• **Petunjuk tugas**
Sambung tulisan tanya jawab tentang suami yang berzina di bawah ini, mulai tepat setelah kalimat terakhirnya.

• **Teks dokumen**
=====

Assalamu’alaikum wr. wb.
Seorang akhwat (muallafah) telah
bertanya: “Pak Imron, saya seorang istri yang mempunyai 5 orang anak. Apa
hukumnya kalau seorang suami berbuat maksiat perzinahan sudah ketahuan lebih
galak dia malah memutar balikkan masalah yang akhirnya / ujung-ujungnya yang disalahkan
istrinya. Suami ini sangat kaku, sholat sulit, sholat Jum’at yang seminggu sekali
saja tidak mau (apa hukumnya kalau tidak sholat Jum’at untuk kaum laki-laki?), tidak
pernah merasa salah, tidak mau menerima kritikan orang lain. Dalam dua tahun terakhir
ini banyak sekali wanita yang hadir dalam kehidupannya selain istrinya. Apakah
pantas istrinya (ataukah sudah seharusnya?) meminta cerai? Karena selama ini sudah
berkali-kali suaminya berbuat zinah selalu dimaafkan. Mungkin kali ini sudah tidak
tahan. Tadinya istrinya bertahan karena mengingat anak-anaknya. Mohon nasehat
dan penjelasannya, Pak Imron. Wassalam. Termakasih banyak sebelumnya”.
-----
Saudaraku…,
Sebelumnya kusampaikan
terimakasih atas kesediaannya untuk bersama-sama belajar. Semoga semangat untuk
belajar ini tidak akan pernah padam hingga ajal menjemput kita. Amin, ya rabbal
‘alamin!
Dari apa yang saudaraku
sampaikan tersebut, nampaknya saudaraku telah menanyakan beberapa hal:
1. Apa hukumnya kalau seorang
suami berbuat maksiat perzinahan sudah ketahuan lebih galak dia malah memutar-balikkan
masalah yang akhirnya / ujung-ujungnya yang disalahkan istrinya.
1a. Apa hukumnya kalau
seorang suami berbuat maksiat perzinahan?
Saudaraku…,
Jangankan melakukan
perzinahan, mendekatinya saja sudah terlarang / haram hukumnya (apalagi sampai
melakukan perzinahan)! Demikian penjelasan Al Qur’an dalam surat Al
Israa’ ayat 32, yang artinya adalah sebagai berikut:
وَلاَ تَقْرَبُواْ الزِّنَى إِنَّهُ كَانَ فَاحِشَةً وَسَاءَ
سَبِيلًا ﴿٣٢﴾
“Dan janganlah kamu mendekati zina; sesungguhnya zina itu
adalah suatu perbuatan yang keji dan suatu jalan yang buruk”. (QS. Al Israa’. 32).

=====

• **Data yang diambil**
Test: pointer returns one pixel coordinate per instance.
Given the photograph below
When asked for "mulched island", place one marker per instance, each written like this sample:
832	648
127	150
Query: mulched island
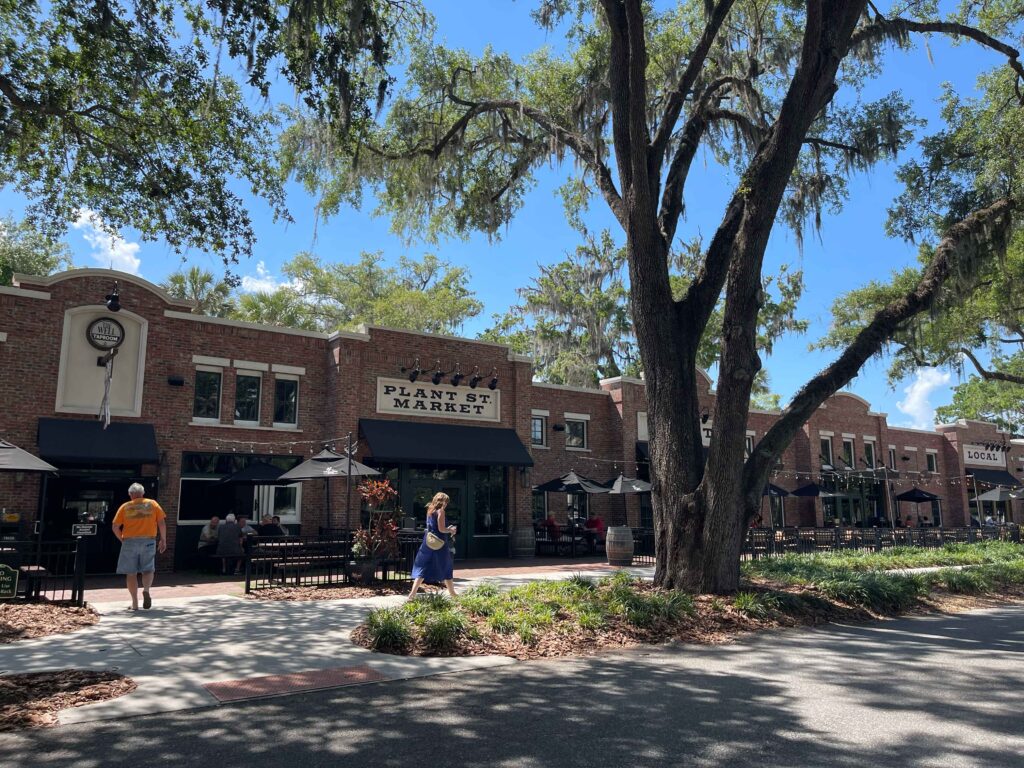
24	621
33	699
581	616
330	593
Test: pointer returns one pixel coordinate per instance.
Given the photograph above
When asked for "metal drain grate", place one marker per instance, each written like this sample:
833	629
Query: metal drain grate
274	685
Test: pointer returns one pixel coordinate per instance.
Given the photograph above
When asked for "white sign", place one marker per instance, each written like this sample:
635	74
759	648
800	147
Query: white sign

=====

• **Jawaban tugas**
1b. Apa hukumnya jika
kemudian dia malah memutar-balikkan masalah yang akhirnya / ujung-ujungnya yang
disalahkan istrinya?
Saudaraku…,
Jika memang demikian
keadaannya, maka jelas sekali bahwa yang bersangkutan benar-benar termasuk
golongan orang-orang yang fasik. Dan tindakannya dalam memutar-balikkan fakta
tersebut jelas-jelas merupakan perbuatan yang terlarang (haram hukumnya). Demikian
penjelasan Al Qur’an dalam surat An Nuur ayat 4, yang artinya adalah sebagai
berikut:
وَالَّذِينَ يَرْمُونَ الْمُحْصَنَاتِ ثُمَّ لَمْ يَأْتُوا
بِأَرْبَعَةِ شُهَدَاء فَاجْلِدُوهُمْ ثَمَانِينَ جَلْدَةً وَلَا تَقْبَلُوا
لَهُمْ شَهَادَةً أَبَدًا وَأُوْلَئِكَ هُمُ الْفَاسِقُونَ ﴿٤﴾
“Dan orang-orang yang menuduh
wanita-wanita yang baik-baik (berbuat zina) dan mereka tidak mendatangkan empat
orang saksi, maka deralah mereka (yang menuduh itu) delapan puluh kali dera,
dan janganlah kamu terima kesaksian mereka buat selama-lamanya. Dan mereka
itulah orang-orang yang fasik*.” (QS. An Nuur. 4). *) Yang dimaksud dengan fasik
adalah orang yang tidak mengindahkan perintah Allah SWT.
2. Suami ini sangat kaku,
sholat sulit, sholat Jum’at yang seminggu sekali saja tidak mau. Apa hukumnya
kalau tidak sholat Jum’at untuk kaum laki-laki?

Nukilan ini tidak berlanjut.